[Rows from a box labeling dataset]
--

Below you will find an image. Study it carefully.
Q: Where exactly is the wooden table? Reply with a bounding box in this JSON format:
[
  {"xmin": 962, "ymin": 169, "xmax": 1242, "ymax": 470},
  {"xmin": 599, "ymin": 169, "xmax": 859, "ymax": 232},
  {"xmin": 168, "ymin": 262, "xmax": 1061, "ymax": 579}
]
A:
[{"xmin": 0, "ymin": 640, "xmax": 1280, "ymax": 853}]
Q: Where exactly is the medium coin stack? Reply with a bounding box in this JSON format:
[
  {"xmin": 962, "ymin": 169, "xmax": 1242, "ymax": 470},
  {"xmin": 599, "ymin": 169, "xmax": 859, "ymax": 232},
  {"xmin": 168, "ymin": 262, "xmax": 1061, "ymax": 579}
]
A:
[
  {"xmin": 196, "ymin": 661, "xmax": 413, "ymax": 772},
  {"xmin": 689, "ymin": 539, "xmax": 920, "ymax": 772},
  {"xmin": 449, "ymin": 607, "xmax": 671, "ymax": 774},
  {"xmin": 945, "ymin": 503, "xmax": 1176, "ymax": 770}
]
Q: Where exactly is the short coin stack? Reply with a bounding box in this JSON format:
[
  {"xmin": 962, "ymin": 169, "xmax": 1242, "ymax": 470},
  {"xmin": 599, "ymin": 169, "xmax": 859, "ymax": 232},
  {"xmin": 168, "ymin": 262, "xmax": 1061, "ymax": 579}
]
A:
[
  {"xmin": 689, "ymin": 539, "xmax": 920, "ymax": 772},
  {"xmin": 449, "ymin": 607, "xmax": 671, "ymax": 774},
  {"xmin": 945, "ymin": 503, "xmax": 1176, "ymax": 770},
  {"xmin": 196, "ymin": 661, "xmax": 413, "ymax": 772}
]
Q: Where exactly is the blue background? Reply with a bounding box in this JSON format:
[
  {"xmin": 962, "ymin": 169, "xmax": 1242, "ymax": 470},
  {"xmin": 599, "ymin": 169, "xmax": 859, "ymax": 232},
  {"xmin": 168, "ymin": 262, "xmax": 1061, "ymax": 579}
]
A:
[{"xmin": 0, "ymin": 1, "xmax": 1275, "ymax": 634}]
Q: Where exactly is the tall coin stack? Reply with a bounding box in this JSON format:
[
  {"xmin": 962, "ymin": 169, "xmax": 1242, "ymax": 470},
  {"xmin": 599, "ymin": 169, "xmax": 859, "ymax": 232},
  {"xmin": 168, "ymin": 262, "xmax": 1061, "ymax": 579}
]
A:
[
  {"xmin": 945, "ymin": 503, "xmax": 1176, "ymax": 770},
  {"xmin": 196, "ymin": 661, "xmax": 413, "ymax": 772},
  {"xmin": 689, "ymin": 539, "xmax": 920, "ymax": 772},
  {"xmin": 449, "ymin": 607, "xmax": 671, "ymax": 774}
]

--

- **Instructions to follow**
Give every line from the one containing "Q: Where exactly is the medium" through the last line of the records, inclusive, as a JSON list of strings with one string per line. Leave out blank lines.

- **Solution to this exercise**
[
  "Q: Where exactly is the medium coin stack? Reply with a bounding box in this JSON format:",
  "[",
  "  {\"xmin\": 962, \"ymin\": 169, \"xmax\": 1242, \"ymax\": 470},",
  "  {\"xmin\": 599, \"ymin\": 169, \"xmax\": 859, \"ymax\": 232},",
  "  {\"xmin\": 168, \"ymin\": 262, \"xmax\": 1061, \"ymax\": 579}",
  "]",
  "A:",
  "[",
  "  {\"xmin\": 196, \"ymin\": 661, \"xmax\": 413, \"ymax\": 772},",
  "  {\"xmin\": 689, \"ymin\": 539, \"xmax\": 920, \"ymax\": 772},",
  "  {\"xmin\": 449, \"ymin\": 607, \"xmax\": 671, \"ymax\": 774},",
  "  {\"xmin\": 945, \"ymin\": 503, \"xmax\": 1176, \"ymax\": 770}",
  "]",
  "Q: Where exactly is the short coin stack? Reply with a bounding box in this JSON format:",
  "[",
  "  {\"xmin\": 962, \"ymin\": 169, \"xmax\": 1242, \"ymax\": 470},",
  "  {\"xmin\": 599, \"ymin\": 169, \"xmax\": 859, \"ymax\": 232},",
  "  {\"xmin\": 168, \"ymin\": 262, \"xmax\": 1061, \"ymax\": 579}",
  "]",
  "A:",
  "[",
  "  {\"xmin\": 689, \"ymin\": 539, \"xmax\": 920, \"ymax\": 772},",
  "  {\"xmin\": 449, \"ymin\": 607, \"xmax\": 671, \"ymax\": 774},",
  "  {\"xmin\": 945, \"ymin\": 503, \"xmax\": 1176, \"ymax\": 770},",
  "  {\"xmin\": 196, \"ymin\": 661, \"xmax\": 413, \"ymax\": 772}",
  "]",
  "Q: Where exactly is the blue background? Reply with a bounding box in this JSON format:",
  "[",
  "  {\"xmin\": 962, \"ymin\": 169, \"xmax\": 1242, \"ymax\": 470},",
  "  {\"xmin\": 599, \"ymin\": 169, \"xmax\": 859, \"ymax\": 232},",
  "  {\"xmin\": 168, \"ymin\": 262, \"xmax\": 1061, \"ymax\": 579}",
  "]",
  "A:",
  "[{\"xmin\": 0, \"ymin\": 1, \"xmax\": 1275, \"ymax\": 634}]",
  "Q: Where exactly is the tall coin stack? Reply with a bounding box in this JSON format:",
  "[",
  "  {\"xmin\": 962, \"ymin\": 169, \"xmax\": 1242, \"ymax\": 470},",
  "  {\"xmin\": 599, \"ymin\": 169, \"xmax\": 859, \"ymax\": 232},",
  "  {\"xmin\": 168, \"ymin\": 262, \"xmax\": 1061, \"ymax\": 579}",
  "]",
  "A:",
  "[",
  "  {\"xmin\": 945, \"ymin\": 503, \"xmax\": 1176, \"ymax\": 770},",
  "  {\"xmin\": 196, \"ymin\": 661, \"xmax\": 413, \"ymax\": 772},",
  "  {\"xmin\": 689, \"ymin\": 539, \"xmax\": 920, \"ymax\": 772},",
  "  {\"xmin\": 449, \"ymin\": 607, \"xmax\": 671, \"ymax\": 774}",
  "]"
]